# What do you do if you find out customer entered the wrong delivery address?



## ntcindetroit (Mar 23, 2017)

I've ventured into delivery, but over three months, I've three deliveries with wrong destination addresses. All in the evenings or nights. 

What will you do?


----------



## MontcoUberDriver (Aug 14, 2018)

It's only happened to me once. I went to deliver and person that answered the door claimed is wasn't theirs. Waited the five minutes, marked it undeliverable and enjoyed my free meal.


----------



## Seamus (Jun 21, 2018)

I delivered a UE order to the address on the app and it was an empty house with a for sale sign. Called the customer and he was at the same street address in a completely different town 9 miles away. He also had a bad attitude so I marked the order delivered and ate dinner.
Also once on DD the customer put the delivery address the same as the restaurant address. Dumb mistake but I tried calling twice and no one picked up the phone. Again, I was at the address so I marked it delivered and had a snack.

I would be hesitant to drop an order off at a different address than the original. While it could be an honest mistake it could be a scam and they won’t hesitate to accuse you of fraudulent activity.


----------



## sumidaj (Nov 2, 2020)

happened yesterday, the address was wrong. it was a business that was closed on Sundys. I had a feeling it was wrong so i yelped the business (thats how ifound they were closed) and I texted the customer before delivery..tuirned out it was a building over. 

happens time to time...no huge issues / large delivery distances so far.

I agree with Seamus though where it could be a scam.....


----------



## Grubhubflub (Jun 16, 2018)

Apologize, and tell them you wouldn't have accepted the delivery if you had known how far it was from your starting point. They can call Uber Eats or whatever company it is to cancel the order and place a new one with the correct destination address.

* _GIVEN TASK 1_:
In the delivery-address thread, copy the passage from "## MontcoUberDriver (Aug" up to and including "had a snack." word for word.
* _GIVEN TASK 2_:
In the delivery-address thread, what did Seamus find at the address given in the app for his UE order?

* _SOURCE EXCERPT_:
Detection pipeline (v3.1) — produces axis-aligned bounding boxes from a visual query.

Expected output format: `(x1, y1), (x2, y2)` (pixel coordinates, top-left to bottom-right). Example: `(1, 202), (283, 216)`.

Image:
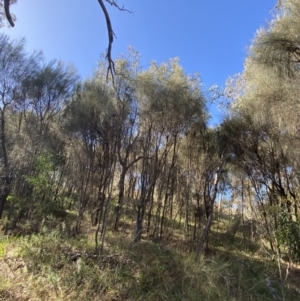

* _ANSWER 1_:
## MontcoUberDriver (Aug 14, 2018)

It's only happened to me once. I went to deliver and person that answered the door claimed is wasn't theirs. Waited the five minutes, marked it undeliverable and enjoyed my free meal.


----------



## Seamus (Jun 21, 2018)

I delivered a UE order to the address on the app and it was an empty house with a for sale sign. Called the customer and he was at the same street address in a completely different town 9 miles away. He also had a bad attitude so I marked the order delivered and ate dinner.
Also once on DD the customer put the delivery address the same as the restaurant address. Dumb mistake but I tried calling twice and no one picked up the phone. Again, I was at the address so I marked it delivered and had a snack.

* _ANSWER 2_:
An empty house with a for sale sign.